Answer these questions from the wood splitter thread:
(a) What tonnage does Kaptain say has proved more than powerful enough?
(b) According to BlueRidgeMark, who can do the splitting while he is at work?
(c) What does the first post say splitting by hand replaces in the winter?

§ **EXCERPTED PASSAGE**
┌────────

Don't any of you people have friends? Sheesh, borrow theirs. 
I like splitting by hand, getting some exercise in the cold--it replaces some of my workouts in the winter. That said, if I HAD to split the wood, and had more than a cord or 2...well, I'd still try to borrow one.


----------



## Kaptain (Oct 8, 2015)

As others mentioned a gas splitter is a great investment and will last forever if it's taken care of.  Since my father burns as well it was an easy decision to buy one and share it.  It's much more enjoyable to split at your own convenience rather than blasting through 8 cords in a day. 

22 ton has proved to be more than powerful enough... The lower tonage splitters cycle faster (at least with the 'County line' brand).


----------



## BlueRidgeMark (Oct 8, 2015)

Mr. Jones said:


> The only problem is I feel rushed to get through a cord or maybe two trying to get it all done in one day.




That's it.  When you have your own, you can do a little here, and a little there, when *you *want to.    My boys can do it while I'm at work.  I can knock of a half hour after work, or first thing Saturday morning, or whenever it fits *my *schedule.  

Owning the splitter means owning your *time*. 

It just makes life a LOT easier all around.

└────────

§ **Entries on locating named things**
┌────────

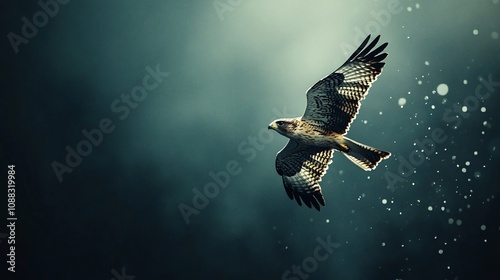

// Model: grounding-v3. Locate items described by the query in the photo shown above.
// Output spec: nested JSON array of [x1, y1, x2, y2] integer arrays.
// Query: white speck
[[436, 84, 448, 96]]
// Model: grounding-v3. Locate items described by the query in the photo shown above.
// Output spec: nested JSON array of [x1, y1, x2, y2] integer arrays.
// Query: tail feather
[[343, 138, 391, 171]]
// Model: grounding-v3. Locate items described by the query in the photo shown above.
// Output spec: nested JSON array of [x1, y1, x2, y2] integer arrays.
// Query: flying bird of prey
[[268, 36, 391, 211]]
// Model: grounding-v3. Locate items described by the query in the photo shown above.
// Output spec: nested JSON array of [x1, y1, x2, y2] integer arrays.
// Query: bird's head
[[267, 119, 298, 136]]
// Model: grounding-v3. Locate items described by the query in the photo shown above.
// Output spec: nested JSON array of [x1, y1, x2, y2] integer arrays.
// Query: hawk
[[268, 35, 391, 211]]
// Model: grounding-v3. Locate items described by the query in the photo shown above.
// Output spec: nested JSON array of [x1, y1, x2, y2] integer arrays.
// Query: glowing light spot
[[436, 84, 448, 96]]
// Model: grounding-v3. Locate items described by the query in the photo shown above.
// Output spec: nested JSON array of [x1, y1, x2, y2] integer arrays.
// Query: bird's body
[[268, 36, 390, 210]]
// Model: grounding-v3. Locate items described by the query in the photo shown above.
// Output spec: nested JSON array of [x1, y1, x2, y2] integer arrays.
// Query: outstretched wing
[[276, 140, 333, 211], [302, 36, 387, 134]]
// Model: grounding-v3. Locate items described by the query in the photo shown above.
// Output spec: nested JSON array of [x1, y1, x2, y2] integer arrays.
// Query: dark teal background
[[0, 0, 500, 280]]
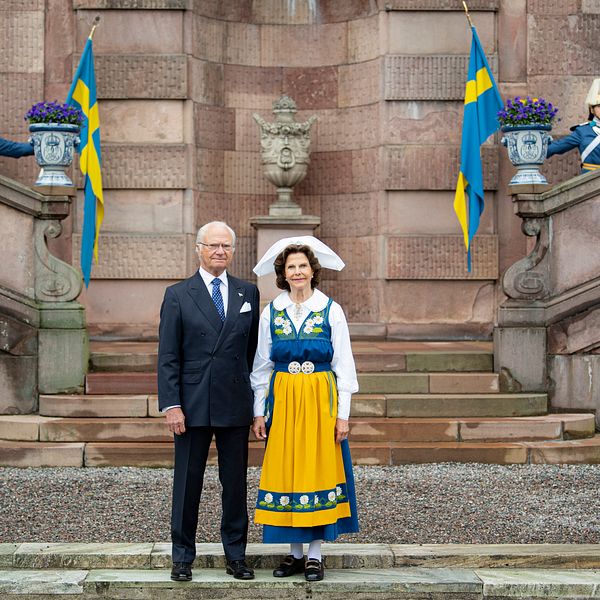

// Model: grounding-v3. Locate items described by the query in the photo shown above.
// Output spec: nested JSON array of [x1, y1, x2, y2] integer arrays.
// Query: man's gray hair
[[196, 221, 235, 247]]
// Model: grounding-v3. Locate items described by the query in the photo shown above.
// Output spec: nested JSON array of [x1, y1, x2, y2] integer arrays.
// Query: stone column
[[34, 219, 89, 394]]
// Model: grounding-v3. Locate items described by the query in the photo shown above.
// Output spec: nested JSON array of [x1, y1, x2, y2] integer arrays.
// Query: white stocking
[[290, 544, 304, 558], [307, 540, 322, 560]]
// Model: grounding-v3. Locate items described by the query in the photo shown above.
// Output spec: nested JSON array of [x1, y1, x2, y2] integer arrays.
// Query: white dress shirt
[[250, 289, 358, 419], [198, 267, 229, 316]]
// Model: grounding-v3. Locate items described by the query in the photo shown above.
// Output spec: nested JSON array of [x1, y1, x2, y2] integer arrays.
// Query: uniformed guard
[[546, 79, 600, 173]]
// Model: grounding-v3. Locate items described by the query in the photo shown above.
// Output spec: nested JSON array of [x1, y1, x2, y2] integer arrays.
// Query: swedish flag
[[67, 36, 104, 287], [454, 27, 502, 272]]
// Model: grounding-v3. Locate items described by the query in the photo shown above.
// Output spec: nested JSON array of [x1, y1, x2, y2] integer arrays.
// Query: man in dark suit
[[158, 222, 259, 581]]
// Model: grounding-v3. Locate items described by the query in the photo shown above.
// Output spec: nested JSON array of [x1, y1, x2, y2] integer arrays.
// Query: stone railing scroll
[[494, 172, 600, 424], [0, 176, 89, 414]]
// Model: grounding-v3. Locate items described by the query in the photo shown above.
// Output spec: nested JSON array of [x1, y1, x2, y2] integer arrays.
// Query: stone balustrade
[[494, 173, 600, 424], [0, 176, 89, 414]]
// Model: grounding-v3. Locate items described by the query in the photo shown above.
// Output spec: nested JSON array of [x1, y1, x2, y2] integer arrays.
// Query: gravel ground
[[0, 464, 600, 544]]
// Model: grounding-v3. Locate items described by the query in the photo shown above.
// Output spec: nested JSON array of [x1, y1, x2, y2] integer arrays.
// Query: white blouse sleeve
[[329, 302, 358, 419], [250, 304, 274, 417]]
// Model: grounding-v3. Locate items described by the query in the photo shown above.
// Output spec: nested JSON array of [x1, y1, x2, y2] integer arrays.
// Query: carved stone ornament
[[502, 218, 550, 300], [34, 219, 83, 302], [252, 96, 317, 216]]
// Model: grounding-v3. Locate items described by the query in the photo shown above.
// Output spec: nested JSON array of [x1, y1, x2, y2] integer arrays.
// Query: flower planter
[[29, 123, 79, 187], [502, 125, 552, 185]]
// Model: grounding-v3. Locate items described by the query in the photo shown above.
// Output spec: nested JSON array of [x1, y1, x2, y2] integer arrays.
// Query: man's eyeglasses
[[198, 242, 233, 252]]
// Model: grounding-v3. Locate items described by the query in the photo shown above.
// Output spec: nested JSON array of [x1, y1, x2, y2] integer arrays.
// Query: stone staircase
[[0, 543, 600, 600], [0, 341, 600, 467]]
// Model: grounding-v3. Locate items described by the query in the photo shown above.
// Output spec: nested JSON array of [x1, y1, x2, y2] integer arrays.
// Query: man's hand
[[252, 417, 267, 440], [335, 419, 350, 444], [165, 406, 185, 435]]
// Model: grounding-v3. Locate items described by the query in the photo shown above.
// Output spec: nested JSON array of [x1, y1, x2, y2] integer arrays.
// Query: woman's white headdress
[[252, 235, 345, 277]]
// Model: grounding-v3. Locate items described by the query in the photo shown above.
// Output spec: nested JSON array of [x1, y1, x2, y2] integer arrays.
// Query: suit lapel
[[211, 275, 246, 350], [188, 271, 223, 333]]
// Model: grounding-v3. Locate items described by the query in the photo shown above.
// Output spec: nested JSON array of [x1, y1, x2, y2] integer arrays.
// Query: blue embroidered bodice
[[270, 298, 333, 363]]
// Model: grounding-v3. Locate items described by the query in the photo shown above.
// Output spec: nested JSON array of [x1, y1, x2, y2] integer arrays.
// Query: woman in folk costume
[[251, 236, 358, 581], [546, 79, 600, 173]]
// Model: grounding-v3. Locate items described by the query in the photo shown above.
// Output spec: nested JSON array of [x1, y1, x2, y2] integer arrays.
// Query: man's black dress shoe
[[226, 560, 254, 579], [304, 558, 325, 581], [273, 554, 304, 577], [171, 563, 192, 581]]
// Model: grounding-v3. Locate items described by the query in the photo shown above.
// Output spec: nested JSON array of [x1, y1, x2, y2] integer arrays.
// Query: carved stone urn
[[252, 95, 317, 217], [501, 125, 552, 185], [29, 123, 79, 187]]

└────────

§ **ANSWER TO THE PROBLEM**
(a) 22 ton
(b) His boys
(c) Some of the poster's workouts